• [PROBLEM DESCRIPTION]:
Copy the full text below about the Make It Your Decision campaign word for word.

• [SOURCE TEXT]:
Make It Your Decision campaign launched to encourage Brits to ensure their wishes are respected should illness or accident mean they are unable to communicate the kind of treatment or care they wish to receive
UK charity Compassion in Dying are today launching a nationwide campaign to urge people to prepare for the unexpected and make plans about their medical treatment and care in the event they are incapacitated and unable to express their wishes.
According to new research commissioned by the charity, a third (32%) of people said they worry about what care they would be given if they suddenly lost the capacity to make their own decisions, and over a fifth (22%) worry that they’d be given medical treatment they would not want.
As such, the Make it Your Decision campaign aims to stimulate debate around end-of-life care and help people to understand their rights in case the worst happens.
One way to insure against this eventuality is to complete an Advance Decision To Refuse Treatment, sometimes known as a ‘living will’ or ‘advance directive’.
This allows a person to dictate the treatment they would not want to receive in certain circumstances if they were to lose capacity to make or communicate decisions about their medical treatment or care in future.
Compassion in Dying estimates that as few as 4% of people currently have an Advance Decision in place – with research showing that 22% don’t know what one is.
Although more than one in 10 (12%) think Advanced Decisions are not something they need to consider because they are currently healthy, or because they don’t expect anything to happen to them anytime soon (11%), almost half of Brits (48%) agree that an advance decision to refuse treatment would be a way to ensure their wishes are respected, with 23% believing it would help avoid their family having to make difficult decisions.
The benefits of completing an Advance Decision are clear, so why is it that so few of us have done so?
We asked Usha Grieve Director of Partnerships and information from Compassion and Dying.

• [INFORMATION GIVEN]:
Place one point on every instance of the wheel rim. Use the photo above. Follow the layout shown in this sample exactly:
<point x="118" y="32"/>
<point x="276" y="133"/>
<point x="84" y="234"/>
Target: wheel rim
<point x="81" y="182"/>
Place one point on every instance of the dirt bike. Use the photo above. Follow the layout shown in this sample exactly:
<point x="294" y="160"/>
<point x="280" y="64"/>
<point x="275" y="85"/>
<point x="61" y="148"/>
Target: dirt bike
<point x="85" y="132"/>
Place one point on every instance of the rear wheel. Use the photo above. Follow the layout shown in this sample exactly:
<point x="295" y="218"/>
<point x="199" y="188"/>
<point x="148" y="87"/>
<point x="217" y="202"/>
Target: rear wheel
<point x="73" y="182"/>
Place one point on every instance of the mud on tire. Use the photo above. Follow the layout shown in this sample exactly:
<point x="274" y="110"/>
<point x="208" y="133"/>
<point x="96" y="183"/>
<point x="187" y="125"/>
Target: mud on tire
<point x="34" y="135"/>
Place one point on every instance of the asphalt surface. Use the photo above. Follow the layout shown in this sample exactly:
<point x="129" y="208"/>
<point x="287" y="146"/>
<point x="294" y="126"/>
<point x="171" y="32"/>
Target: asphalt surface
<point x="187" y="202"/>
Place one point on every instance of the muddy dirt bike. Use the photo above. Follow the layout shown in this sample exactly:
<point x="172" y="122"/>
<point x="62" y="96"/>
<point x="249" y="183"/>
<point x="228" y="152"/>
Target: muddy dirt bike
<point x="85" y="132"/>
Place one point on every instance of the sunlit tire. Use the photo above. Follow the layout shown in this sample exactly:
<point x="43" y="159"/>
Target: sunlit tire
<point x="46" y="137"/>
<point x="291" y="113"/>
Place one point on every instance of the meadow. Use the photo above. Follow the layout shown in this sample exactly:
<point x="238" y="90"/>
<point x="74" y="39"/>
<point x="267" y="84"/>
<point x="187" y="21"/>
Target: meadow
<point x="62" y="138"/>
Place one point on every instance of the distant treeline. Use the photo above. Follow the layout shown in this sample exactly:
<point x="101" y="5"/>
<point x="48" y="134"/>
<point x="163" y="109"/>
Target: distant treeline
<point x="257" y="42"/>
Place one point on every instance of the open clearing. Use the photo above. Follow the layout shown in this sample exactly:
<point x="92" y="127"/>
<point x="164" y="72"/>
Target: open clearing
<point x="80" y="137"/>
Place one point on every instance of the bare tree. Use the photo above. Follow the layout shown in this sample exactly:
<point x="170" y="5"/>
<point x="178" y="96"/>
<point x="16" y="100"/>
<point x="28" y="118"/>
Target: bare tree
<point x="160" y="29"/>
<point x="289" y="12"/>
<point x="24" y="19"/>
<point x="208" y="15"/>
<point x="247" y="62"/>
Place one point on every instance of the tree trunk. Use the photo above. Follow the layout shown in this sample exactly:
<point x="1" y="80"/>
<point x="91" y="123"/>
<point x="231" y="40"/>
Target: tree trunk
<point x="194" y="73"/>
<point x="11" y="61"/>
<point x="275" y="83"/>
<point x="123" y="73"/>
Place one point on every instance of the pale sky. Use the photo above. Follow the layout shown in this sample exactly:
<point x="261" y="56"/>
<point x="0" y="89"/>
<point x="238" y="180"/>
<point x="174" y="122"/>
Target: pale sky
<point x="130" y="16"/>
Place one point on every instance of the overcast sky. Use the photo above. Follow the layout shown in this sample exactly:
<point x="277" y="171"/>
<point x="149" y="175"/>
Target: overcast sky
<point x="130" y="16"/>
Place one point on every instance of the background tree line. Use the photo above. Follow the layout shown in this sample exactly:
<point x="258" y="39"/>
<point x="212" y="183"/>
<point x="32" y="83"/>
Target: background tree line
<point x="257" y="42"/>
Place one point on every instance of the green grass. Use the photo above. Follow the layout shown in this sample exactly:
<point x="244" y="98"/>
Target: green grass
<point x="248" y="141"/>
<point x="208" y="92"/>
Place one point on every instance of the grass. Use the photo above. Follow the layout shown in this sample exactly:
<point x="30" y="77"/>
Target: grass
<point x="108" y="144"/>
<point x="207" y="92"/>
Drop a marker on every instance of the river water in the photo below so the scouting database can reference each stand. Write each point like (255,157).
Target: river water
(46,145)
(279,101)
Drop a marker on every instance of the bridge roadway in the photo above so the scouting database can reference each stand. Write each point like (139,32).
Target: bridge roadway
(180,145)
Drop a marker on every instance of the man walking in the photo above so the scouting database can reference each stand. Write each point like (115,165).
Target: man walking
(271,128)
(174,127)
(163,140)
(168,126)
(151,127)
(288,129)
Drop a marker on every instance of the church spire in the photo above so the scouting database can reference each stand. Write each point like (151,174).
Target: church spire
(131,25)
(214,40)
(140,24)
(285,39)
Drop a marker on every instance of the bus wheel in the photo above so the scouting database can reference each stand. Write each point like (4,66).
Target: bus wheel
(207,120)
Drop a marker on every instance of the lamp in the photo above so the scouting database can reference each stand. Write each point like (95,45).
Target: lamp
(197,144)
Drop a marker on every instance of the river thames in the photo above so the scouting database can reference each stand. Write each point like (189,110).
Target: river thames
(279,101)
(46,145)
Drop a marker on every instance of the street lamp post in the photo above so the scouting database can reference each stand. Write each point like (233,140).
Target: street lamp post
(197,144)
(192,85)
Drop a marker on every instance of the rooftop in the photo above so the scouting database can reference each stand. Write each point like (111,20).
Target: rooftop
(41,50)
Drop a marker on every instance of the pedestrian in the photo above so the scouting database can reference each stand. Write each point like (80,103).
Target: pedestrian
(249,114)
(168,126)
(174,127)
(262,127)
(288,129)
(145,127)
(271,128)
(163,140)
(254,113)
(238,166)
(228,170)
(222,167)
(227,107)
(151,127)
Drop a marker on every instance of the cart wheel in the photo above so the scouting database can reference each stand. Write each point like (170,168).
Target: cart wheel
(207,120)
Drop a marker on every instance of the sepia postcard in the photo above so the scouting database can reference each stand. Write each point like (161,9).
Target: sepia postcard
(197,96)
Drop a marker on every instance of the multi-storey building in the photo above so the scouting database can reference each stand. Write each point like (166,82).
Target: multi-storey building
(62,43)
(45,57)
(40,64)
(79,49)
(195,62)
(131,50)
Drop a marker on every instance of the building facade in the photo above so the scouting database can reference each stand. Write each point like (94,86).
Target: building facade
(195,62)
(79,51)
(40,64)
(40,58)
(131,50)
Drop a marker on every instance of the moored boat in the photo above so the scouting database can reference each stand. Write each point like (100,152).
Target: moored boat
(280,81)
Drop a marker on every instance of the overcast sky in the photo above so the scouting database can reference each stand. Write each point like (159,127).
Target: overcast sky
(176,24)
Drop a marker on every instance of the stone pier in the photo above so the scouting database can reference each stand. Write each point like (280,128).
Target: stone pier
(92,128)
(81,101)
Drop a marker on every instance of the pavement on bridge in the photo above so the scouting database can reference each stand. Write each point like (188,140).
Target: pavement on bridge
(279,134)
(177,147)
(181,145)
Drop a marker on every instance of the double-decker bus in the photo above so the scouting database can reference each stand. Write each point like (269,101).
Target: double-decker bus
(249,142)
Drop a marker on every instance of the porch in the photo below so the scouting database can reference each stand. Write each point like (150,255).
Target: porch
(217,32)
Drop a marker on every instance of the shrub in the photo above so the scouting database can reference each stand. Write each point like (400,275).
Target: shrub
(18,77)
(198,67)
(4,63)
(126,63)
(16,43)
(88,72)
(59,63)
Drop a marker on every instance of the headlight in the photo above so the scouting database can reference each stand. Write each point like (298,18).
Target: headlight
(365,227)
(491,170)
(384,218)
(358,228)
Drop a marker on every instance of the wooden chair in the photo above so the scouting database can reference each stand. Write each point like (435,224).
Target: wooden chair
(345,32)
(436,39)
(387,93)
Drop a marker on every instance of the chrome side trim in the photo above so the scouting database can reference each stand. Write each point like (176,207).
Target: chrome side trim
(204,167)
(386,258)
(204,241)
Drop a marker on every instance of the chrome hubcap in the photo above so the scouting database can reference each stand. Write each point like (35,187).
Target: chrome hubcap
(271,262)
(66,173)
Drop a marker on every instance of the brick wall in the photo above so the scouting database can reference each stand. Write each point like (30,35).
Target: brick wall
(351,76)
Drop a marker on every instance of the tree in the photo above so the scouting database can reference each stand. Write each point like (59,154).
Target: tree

• [WORKED SOLUTION]:
Make It Your Decision campaign launched to encourage Brits to ensure their wishes are respected should illness or accident mean they are unable to communicate the kind of treatment or care they wish to receive
UK charity Compassion in Dying are today launching a nationwide campaign to urge people to prepare for the unexpected and make plans about their medical treatment and care in the event they are incapacitated and unable to express their wishes.
According to new research commissioned by the charity, a third (32%) of people said they worry about what care they would be given if they suddenly lost the capacity to make their own decisions, and over a fifth (22%) worry that they’d be given medical treatment they would not want.
As such, the Make it Your Decision campaign aims to stimulate debate around end-of-life care and help people to understand their rights in case the worst happens.
One way to insure against this eventuality is to complete an Advance Decision To Refuse Treatment, sometimes known as a ‘living will’ or ‘advance directive’.
This allows a person to dictate the treatment they would not want to receive in certain circumstances if they were to lose capacity to make or communicate decisions about their medical treatment or care in future.
Compassion in Dying estimates that as few as 4% of people currently have an Advance Decision in place – with research showing that 22% don’t know what one is.
Although more than one in 10 (12%) think Advanced Decisions are not something they need to consider because they are currently healthy, or because they don’t expect anything to happen to them anytime soon (11%), almost half of Brits (48%) agree that an advance decision to refuse treatment would be a way to ensure their wishes are respected, with 23% believing it would help avoid their family having to make difficult decisions.
The benefits of completing an Advance Decision are clear, so why is it that so few of us have done so?
We asked Usha Grieve Director of Partnerships and information from Compassion and Dying.